Direction → Give the listing again in full, exactly as written.

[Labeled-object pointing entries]
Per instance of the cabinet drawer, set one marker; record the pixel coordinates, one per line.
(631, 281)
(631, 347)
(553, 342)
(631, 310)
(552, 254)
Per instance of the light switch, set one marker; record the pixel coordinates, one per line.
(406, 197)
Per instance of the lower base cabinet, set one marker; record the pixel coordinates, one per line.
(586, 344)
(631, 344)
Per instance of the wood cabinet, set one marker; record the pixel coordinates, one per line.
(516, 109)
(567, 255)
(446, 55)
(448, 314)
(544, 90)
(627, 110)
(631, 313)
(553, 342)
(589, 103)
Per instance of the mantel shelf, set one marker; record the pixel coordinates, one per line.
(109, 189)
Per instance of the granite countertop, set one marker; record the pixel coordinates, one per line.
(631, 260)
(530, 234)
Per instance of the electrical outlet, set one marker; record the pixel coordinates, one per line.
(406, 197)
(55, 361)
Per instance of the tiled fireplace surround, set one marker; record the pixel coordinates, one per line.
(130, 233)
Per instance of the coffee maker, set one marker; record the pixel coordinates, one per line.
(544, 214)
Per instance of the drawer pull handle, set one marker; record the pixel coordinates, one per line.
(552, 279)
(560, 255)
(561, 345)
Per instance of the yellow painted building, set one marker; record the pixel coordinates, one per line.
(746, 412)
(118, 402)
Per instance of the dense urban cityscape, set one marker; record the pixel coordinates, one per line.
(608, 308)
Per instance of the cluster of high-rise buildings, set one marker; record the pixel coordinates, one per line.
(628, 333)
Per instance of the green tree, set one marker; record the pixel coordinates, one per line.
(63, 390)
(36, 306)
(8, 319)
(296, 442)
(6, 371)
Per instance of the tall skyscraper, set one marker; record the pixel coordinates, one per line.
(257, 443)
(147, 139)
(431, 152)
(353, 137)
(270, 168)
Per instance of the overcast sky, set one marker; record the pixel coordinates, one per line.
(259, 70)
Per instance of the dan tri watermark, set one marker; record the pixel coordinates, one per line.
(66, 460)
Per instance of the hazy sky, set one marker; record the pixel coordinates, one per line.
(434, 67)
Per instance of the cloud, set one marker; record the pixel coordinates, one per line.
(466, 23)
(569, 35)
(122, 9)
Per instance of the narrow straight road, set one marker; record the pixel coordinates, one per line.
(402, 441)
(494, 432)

Expected answer →
Per instance of the cabinet drawer, set one marker; record the pixel coordinates, one per line.
(631, 281)
(631, 347)
(553, 342)
(631, 310)
(552, 254)
Per instance of the light switch, set one marker; record the pixel coordinates, one per line.
(406, 197)
Per instance of the lower base cabinet, set one marker; record the pixel coordinates, one per line.
(586, 344)
(631, 344)
Per instance of the wood cabinet, set one marker; record the pixel coordinates, one per line.
(516, 109)
(567, 255)
(446, 55)
(448, 314)
(544, 90)
(627, 110)
(631, 313)
(553, 342)
(589, 103)
Per instance of the mantel shelf, set one marker; record the pixel coordinates, one per line.
(109, 189)
Per instance of the granite countertop, set one marker; record the pixel coordinates, one per line.
(631, 260)
(530, 234)
Per instance of the electrical outlet, set one marker; record the pixel coordinates, one per line.
(406, 197)
(55, 361)
Per instance of the tiled fireplace surround, set one marker; record the pixel coordinates, one per line.
(130, 233)
Per instance of the coffee maker, set one marker; record the pixel coordinates, one per line.
(544, 214)
Per instance of the drawer pull handle, set one marker; record the pixel coordinates, one per line.
(552, 279)
(560, 255)
(561, 345)
Per instance of the yellow painted building, set one marker; record the pixel coordinates, one per line.
(746, 412)
(118, 402)
Per instance of the dense urban cityscape, set one marker; record the pixel coordinates, one per line.
(608, 308)
Per instance of the cluster of high-rise buildings, set one marker; record the pixel coordinates, one per line.
(628, 333)
Per instance of the green tree, set one marker; record the pixel coordinates, one per line.
(63, 390)
(36, 306)
(8, 319)
(296, 442)
(6, 371)
Per instance of the tall skyscraper, set one marker; record the pixel coordinates, one per line.
(257, 443)
(147, 139)
(431, 152)
(353, 137)
(270, 168)
Per instance of the overcast sky, set one marker; record the pixel coordinates, one per line.
(259, 70)
Per instance of the dan tri watermark, set one marker; record the pixel coordinates, one per line.
(66, 460)
Per instance of the hazy sky, set one marker; record the pixel coordinates, one per line.
(434, 67)
Per instance of the cloud, set one marker; record the pixel coordinates, one per line.
(466, 23)
(569, 35)
(122, 9)
Per instance of the narrow straight road, set one marker; record the pixel coordinates, one per line.
(402, 441)
(494, 432)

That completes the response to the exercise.